_WORK TO COMPLETE_:
[1] In the article on California's new election season, why might voters be disappointed if they expect much more competition between the main parties? Answer in one to three sentences.
[2] Reproduce the stretch of the election article from "Another factor is" through "more rural areas.", word for word.

_QUOTED TEXT_:
#####

New year brings new risks for California politicians
The 'top-two' primary system and legal challenges to redrawn districts have created much uncertainty. But experts say the new election environment will help keep officeholders and candidates on their toes.
Ask most people what's significant about Dec. 30 and you may get a puzzled look. But politics junkies know that's the official start of California's next election season.
It opens on a markedly altered stage, set with a new primary system and different voting districts. Lingering uncertainties about some of those districts, thanks to a federal lawsuit and a possible state referendum aimed at overturning them, are adding to the drama.
Not since term limits for state offices took effect in the mid-1990s have California politicians faced such risks to their careers.
"There are more wild cards in the 2012 elections than we've seen" in nearly two decades, said Thad Kousser, a UC San Diego political scientist.
Friday is the first day candidates for legislative and congressional races can take out papers to run. But given the new wrinkles in the state election system, hundreds of candidates started raising money and campaigning months ago, some even before the redistricting commission finished the new political maps.
"There's been a lot of work done [by candidates] trying to strategically position themselves into a district," said consultant Paul Mitchell, who advises politicians on redistricting. To some, early announcements seemed "like a big advantage."
But there are still opportunities for those who hadn't made up their minds so soon, he added: "We still see some people running around looking for districts, and we still have some retirements and [contest] shifts to go."
Those who wish to collect nomination signatures rather than pay a filing fee to get on the June primary ballot have until Feb. 23 to do so. After that, the filing period ends March 9 for most races.
In the new "top-two" primary, the first- and second-place finishers, regardless of political party, will go head to head in November. Candidates may state on the ballot that they belong to a state-recognized political party or that they have "no party preference."
That change and the new voting districts, drawn for the first time by a citizens group instead of by lawmakers protecting incumbents, were promoted as ways to help end partisan gridlock. The combination, proponents said, would lead to more competitive races, produce more moderate officeholders and reduce the extremism that has bedeviled Sacramento and Washington.
But voters, who approved both new systems, may be disappointed if they expect significantly more competition between the main parties, experts say. That's partly because Democrats account for nearly half of the voters in California, and there are too few Republicans to compete in many areas.
Another factor is what Mitchell calls "residential sorting." Like-minded voters tend to live in the same areas. Liberal Democrats cluster in urban centers, and conservative Republicans tend to dominate in more rural areas.
Still, it wouldn't take many more swing districts to change the dynamic in Sacramento, said Dan Schnur, director of the Jesse M. Unruh Institute of Politics at USC and a former Republican advisor.
Even a dozen or so competitive districts in the 120-member Legislature "can create some common ground that makes it easier for the two parties to work together," Schnur said.
He and other politics experts agreed that the unknown factors in the new election environment will help keep officeholders and candidates on their toes.

#####

_SOURCE MATERIAL_:
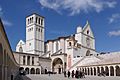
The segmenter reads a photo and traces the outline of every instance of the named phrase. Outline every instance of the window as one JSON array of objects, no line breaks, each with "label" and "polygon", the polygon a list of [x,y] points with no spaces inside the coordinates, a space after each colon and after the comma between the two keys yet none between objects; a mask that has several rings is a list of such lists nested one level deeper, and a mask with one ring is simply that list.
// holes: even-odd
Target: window
[{"label": "window", "polygon": [[30,56],[27,56],[27,65],[30,65]]},{"label": "window", "polygon": [[32,65],[34,65],[34,57],[32,57]]},{"label": "window", "polygon": [[25,56],[23,56],[23,65],[25,65]]}]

#####

_RESPONSES PER TASK_:
[1] Democrats account for nearly half of California's voters, and in many areas there are too few Republicans to compete. Like-minded voters also tend to live in the same areas: liberal Democrats cluster in urban centers, and conservative Republicans tend to dominate in more rural areas.

[2]
Another factor is what Mitchell calls "residential sorting." Like-minded voters tend to live in the same areas. Liberal Democrats cluster in urban centers, and conservative Republicans tend to dominate in more rural areas.